Em busca de uma antropologia da dignidade da advocacia
Vinham-me trazendo pesadelos estas interrogações, positivas ou não, perturbando-me o suficiente e o necessário, mesmo o necessário e o suficiente do meu tempo em que divago sobre a relação entre o eu, como ser advogado, e o existir, como partícipe do meu tempo, sempre como advogado.
terça-feira, 4 de outubro de 2005
Atualizado em 3 de outubro de 2005 14:49
Em busca de uma antropologia da dignidade da advocacia
A advocacia precisa ser repensada?
Sim.
A advocacia precisa ser reestruturada?
Sim.
A advocacia pode conviver sem democracia e afastada da ética?
Não.
Vinham-me trazendo pesadelos estas interrogações, positivas ou não, perturbando-me o suficiente e o necessário, mesmo o necessário e o suficiente do meu tempo em que divago sobre a relação entre o eu, como ser advogado, e o existir, como partícipe do meu tempo, sempre como advogado.
Fui almoçar, no sábado passado, fim de inverno ensolarado, na Liberdade, e era passada a hora habitual quando, sorvido o último gole de chá verde, decidi ir até o Largo de São Bento, caminhando e caminhando, para, refletindo e refletindo, "criar idéias" sobre as dúvidas que me cercam sobre a profissão. Engraçado: "criar idéias" é uma expressão que ouvira de um japonês com quem trabalhara em uma empresa eletrônica. Na mente nipônica, eqüivaleria a se esforçar para achar alternativas, buscar outras vias para solucionar um problema pendente, através de um esforço mental.
Percorri a rua da Glória, em direção à Sé, quando encontrei, parado, em frente ao Fórum João Mendes, o jovem advogado Cássio Olmos, com quem trabalho, de bermuda, com um picolé nacional, sem corantes ou estabilizantes. Saudamo-nos com um ar de surpresa. Contei-lhe as minhas (pre)ocupações e, num sorriso, até macilento, disse-me compartir com elas, embora não tivesse a vivência suficiente, nem cronológica, muito menos profissional, para aprofundar-se sobre elas.
Antes de atravessarmos a praça de João Mendes, de repente, parei e contei a Cássio que vivenciei o logradouro e, onde se localiza o Fórum João Mendes, existiam casas bem antigas e, em frente delas, os bondes que subiam a rua da Glória e, naquele local, faziam o contorno para retornar ao Cambuci, Ipiranga, Fábrica (Sacomã) e Heliópolis. Durante quatro anos, desembarquei e embarquei naqueles bondes, quando freqüentava o saudoso Ginásio do Carmo (demolido), que fora construído atrás da Igreja de Nossa Senhora do Carmo e na rua do Carmo. Quanta saudade, porque percorrera o trajeto entre o fim da guerra (1945), passando pela queda de Getúlio Vargas, a votação da Carta Federal, que tem no glorioso Professor Goffredo da Silva Telles o seu último sobrevivente, até quase o fim do mandato do Presidente Dutra, imposto pelos americanos, por temor ao Partido Comunista. Ele mesmo o colocou fora da lei. Esse fato, disse ao atento Cássio, foi, a meu ver, uma das causas do alheamento da maioria dos jovens dos processos políticos, além de contribuir com o esmagamento das esperanças da classe operária e muito mais dos camponeses, criando esse vale abissal na diferença das rendas e no acesso à saúde, cultura, educação e lazer daqueles.

_O que se pede_
Reproduza o trecho do texto sobre a advocacia, começando em "terça-feira, 4 de" e terminando em "precisa ser repensada?", alterando "Atualizado" para "Revisado".

_Listagem fornecida_
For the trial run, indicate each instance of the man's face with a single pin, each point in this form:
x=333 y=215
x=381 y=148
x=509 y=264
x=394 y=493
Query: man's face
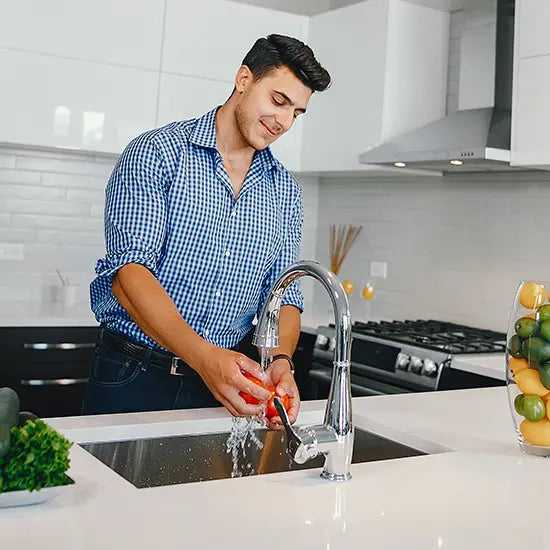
x=267 y=108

_Resultado do exercício_
terça-feira, 4 de outubro de 2005
Revisado em 3 de outubro de 2005 14:49
Em busca de uma antropologia da dignidade da advocacia
A advocacia precisa ser repensada?